--- start Text passage ---

2

Is it possible to put a line next to a split equation indicating that the equation number applies to multiple lines? I'd like to achieve a similar effect to that in the following image:

enter image description here

MWE:

\documentclass[12pt]{article}
\usepackage{amsmath}
\usepackage{amssymb}
\usepackage{mathtools}

\newcommand{\iu}{\mathrm{i}} %imaginary unit
\newcommand{\eu}{\mathrm{e}} %euler number
\newcommand{\dd}[1]{{\mathrm{d}#1}} %derivative
\usepackage{dutchcal} %Cursive font for Res operator
\newcommand{\res}[2]{\mathop{\mathcal{Res}}\limits_{#1}\left\{{#2}\right\}}

\begin{document}

The residues can be calculated. All poles are of order 1, so this is an easy task.
\begin{align}
\begin{split}
\res{z=\iu}{p(z)}&=\lim_{z\rightarrow\iu}(z-\iu)p(z)\\
&=\lim_{z\rightarrow\iu}\frac{z-\iu}{\left(z+\iu\right)\left(z-\iu\right)\left(z+2\iu\right)\left(z-2\iu\right)}\\
&=\lim_{z\rightarrow\iu}\frac{1}{\left(z+\iu\right)\left(z+2\iu\right)\left(z-2\iu\right)}\\
&=-\frac{\iu}{6}
\end{split}\label{eqn:q2_res1}
\end{align}
\begin{align}
\begin{split}
\res{z=2\iu}{p(z)}&=\lim_{z\rightarrow 2\iu}(z-2\iu)p(z)\\
&=\lim_{z\rightarrow 2\iu}\frac{z-2\iu}{\left(z+\iu\right)\left(z-\iu\right)\left(z+2\iu\right)\left(z-2\iu\right)}\\
&=\lim_{z\rightarrow 2\iu}\frac{1}{\left(z+\iu\right)\left(z-\iu\right)\left(z+2\iu\right)}\\
&=\frac{\iu}{12}
\end{split}\label{eqn:q2_res2}
\end{align}

\end{document}

2 Answers 2

3

Here is a way, with the empheq package (which loads mathtools) and flalign. Note one can have two variants, according to the placement of the &:

\documentclass[12pt]{article}
\usepackage{amsmath}
\usepackage{amssymb}
\usepackage{empheq}

\newcommand{\iu}{\mathrm{i}} %imaginary unit
\newcommand{\eu}{\mathrm{e}} %euler number
\newcommand{\dd}[1]{{\mathrm{d}#1}} %derivative
\usepackage{dutchcal} %Cursive font for Res operator
\newcommand{\res}[2]{\mathop{\mathcal{Res}}\limits_{#1}\left\{{#2}\right\}}

\begin{document}

The residues can be calculated. All poles are of order 1, so this is an easy task.

--- end Text passage ---
--- start Data supplied ---

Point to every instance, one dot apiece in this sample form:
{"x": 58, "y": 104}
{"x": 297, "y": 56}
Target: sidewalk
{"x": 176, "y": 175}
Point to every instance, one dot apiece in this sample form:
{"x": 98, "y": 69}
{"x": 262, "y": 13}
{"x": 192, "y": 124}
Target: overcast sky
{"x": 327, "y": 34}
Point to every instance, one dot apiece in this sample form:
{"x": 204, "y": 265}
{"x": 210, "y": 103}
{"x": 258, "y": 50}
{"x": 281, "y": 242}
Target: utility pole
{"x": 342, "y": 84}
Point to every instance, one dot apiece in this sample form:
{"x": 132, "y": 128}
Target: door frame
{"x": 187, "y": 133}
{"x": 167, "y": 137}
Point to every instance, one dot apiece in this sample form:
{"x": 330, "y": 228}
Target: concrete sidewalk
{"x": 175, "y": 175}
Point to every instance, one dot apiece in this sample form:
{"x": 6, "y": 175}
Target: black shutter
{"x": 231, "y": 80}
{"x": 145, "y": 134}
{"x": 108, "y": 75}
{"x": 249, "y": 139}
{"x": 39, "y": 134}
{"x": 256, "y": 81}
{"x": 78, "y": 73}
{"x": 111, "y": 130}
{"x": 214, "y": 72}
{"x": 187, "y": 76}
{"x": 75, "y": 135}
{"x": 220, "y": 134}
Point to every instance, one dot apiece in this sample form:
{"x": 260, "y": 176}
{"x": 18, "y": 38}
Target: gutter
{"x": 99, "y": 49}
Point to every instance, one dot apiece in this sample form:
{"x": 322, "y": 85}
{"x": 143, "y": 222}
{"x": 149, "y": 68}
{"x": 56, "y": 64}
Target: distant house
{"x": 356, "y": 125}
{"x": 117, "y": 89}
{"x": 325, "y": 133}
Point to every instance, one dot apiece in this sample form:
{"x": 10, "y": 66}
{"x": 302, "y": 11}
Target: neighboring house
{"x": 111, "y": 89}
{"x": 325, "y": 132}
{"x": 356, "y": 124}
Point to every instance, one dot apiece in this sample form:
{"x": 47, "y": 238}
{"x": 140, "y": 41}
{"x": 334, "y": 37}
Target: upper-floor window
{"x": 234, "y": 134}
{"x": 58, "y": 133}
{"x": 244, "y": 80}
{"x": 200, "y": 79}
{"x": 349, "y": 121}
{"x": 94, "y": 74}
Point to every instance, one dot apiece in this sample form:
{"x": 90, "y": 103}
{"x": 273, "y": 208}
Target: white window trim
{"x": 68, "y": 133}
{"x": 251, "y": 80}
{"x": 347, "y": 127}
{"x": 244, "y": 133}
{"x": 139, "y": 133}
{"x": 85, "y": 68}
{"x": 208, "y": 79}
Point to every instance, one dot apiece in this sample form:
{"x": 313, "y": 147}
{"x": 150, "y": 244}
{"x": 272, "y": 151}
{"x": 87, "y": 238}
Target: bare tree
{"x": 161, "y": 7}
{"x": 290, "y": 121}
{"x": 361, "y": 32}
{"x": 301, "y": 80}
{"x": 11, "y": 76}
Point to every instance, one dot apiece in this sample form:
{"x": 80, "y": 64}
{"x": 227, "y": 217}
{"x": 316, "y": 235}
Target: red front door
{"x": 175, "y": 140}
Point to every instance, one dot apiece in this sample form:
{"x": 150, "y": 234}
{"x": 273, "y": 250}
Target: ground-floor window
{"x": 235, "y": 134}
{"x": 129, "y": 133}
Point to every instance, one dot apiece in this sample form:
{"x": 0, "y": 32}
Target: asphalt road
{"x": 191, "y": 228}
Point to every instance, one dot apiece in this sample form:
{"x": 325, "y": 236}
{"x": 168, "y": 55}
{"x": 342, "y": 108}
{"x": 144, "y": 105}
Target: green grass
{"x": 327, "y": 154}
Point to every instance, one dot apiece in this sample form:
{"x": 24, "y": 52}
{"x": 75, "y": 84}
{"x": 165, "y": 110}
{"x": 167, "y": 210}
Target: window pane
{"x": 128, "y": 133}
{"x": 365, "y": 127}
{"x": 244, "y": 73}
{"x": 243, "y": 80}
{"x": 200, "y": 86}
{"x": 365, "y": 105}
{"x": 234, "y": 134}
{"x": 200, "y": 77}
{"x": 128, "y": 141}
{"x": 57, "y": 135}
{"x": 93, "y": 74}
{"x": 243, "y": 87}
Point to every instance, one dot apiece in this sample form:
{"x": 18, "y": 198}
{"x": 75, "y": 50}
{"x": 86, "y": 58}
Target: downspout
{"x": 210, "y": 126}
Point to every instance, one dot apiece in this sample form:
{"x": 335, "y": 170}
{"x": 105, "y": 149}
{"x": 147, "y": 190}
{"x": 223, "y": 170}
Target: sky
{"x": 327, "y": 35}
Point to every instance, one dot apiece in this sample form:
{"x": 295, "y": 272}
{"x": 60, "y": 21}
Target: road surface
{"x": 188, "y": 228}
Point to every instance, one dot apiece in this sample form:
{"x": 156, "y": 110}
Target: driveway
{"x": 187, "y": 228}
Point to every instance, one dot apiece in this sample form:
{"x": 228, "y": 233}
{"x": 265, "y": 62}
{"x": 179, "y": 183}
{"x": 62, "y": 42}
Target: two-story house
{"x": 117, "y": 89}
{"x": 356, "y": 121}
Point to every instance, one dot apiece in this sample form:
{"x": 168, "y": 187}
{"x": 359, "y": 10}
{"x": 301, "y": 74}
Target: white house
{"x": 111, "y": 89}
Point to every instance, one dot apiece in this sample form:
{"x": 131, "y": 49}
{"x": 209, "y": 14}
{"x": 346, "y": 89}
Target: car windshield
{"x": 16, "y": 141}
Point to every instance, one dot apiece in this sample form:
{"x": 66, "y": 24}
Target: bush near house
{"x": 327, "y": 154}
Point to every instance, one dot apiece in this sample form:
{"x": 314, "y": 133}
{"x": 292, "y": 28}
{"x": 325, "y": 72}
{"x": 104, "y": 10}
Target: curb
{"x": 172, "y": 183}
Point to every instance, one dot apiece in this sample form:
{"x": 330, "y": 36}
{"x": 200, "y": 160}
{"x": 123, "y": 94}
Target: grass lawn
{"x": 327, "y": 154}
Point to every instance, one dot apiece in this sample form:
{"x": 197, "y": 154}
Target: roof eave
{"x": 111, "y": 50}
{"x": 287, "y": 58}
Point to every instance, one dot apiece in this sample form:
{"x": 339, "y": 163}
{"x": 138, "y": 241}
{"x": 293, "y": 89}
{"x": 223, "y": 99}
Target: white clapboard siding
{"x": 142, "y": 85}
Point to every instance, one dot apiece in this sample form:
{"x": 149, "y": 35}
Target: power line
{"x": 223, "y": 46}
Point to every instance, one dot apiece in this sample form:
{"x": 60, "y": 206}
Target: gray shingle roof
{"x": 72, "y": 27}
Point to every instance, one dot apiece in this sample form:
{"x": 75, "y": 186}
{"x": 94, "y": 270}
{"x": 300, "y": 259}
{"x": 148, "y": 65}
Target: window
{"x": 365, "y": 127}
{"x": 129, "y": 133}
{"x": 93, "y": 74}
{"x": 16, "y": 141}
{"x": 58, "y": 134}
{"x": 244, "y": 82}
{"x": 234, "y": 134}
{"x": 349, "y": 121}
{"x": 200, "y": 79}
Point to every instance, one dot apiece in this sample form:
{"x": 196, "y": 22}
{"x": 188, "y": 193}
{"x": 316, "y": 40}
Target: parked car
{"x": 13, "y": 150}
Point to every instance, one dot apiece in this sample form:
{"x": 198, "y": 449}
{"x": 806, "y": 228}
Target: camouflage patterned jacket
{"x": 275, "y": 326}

--- end Data supplied ---

- [To-do list]:
1 - In the LaTeX equation thread, which package does the answer combine with flalign?
2 - Carry on the LaTeX equation thread from the last line shown.
You won't need the items for anything here.

- [Responses to the exercise]:
1 - The empheq package.

2 -
\begin{empheq}[right = \empheqrbrace]{flalign}
  & & &\begin{split}
  \res{z=\iu}{p(z)}&=\lim_{z → \iu}(z-\iu)p(z) \\
  & =\lim_{z → \iu}\frac{z-\iu}{\left(z+\iu\right)\left(z-\iu\right)\left(z+2\iu\right)\left(z-2\iu\right)}\\
  & =\lim_{z → \iu}\frac{1}{\left(z+\iu\right)\left(z+2\iu\right)\left(z-2\iu\right)}\\
  & =-\frac{\iu}{6}
  \end{split} & &
  \label{eqn:q2_res1}
\end{empheq}
\vspace{6ex}
\begin{empheq}[right=\empheqrbrack]{flalign}
  & & \begin{split}
  \res{z=2\iu}{p(z)}&=\lim_{z → 2\iu}(z-2\iu)p(z)\\
  &=\lim_{z → 2\iu}\frac{z-2\iu}{\left(z+\iu\right)\left(z-\iu\right)\left(z+2\iu\right)\left(z-2\iu\right)}\\
  &=\lim_{z → 2\iu}\frac{1}{\left(z+\iu\right)\left(z-\iu\right)\left(z+2\iu\right)}\\
  &=\frac{\iu}{12}
  \end{split} & \label{eqn:q2_res2}
\end{empheq}

\end{document} 

enter image description here

3
  • Is there any way, within a single align environment, to automatically do this for all equations encapsulated within split, but not stand-alone equations? Commented Apr 4, 2017 at 9:01
  • Do you mean several split environments, each with its own brace or bracket?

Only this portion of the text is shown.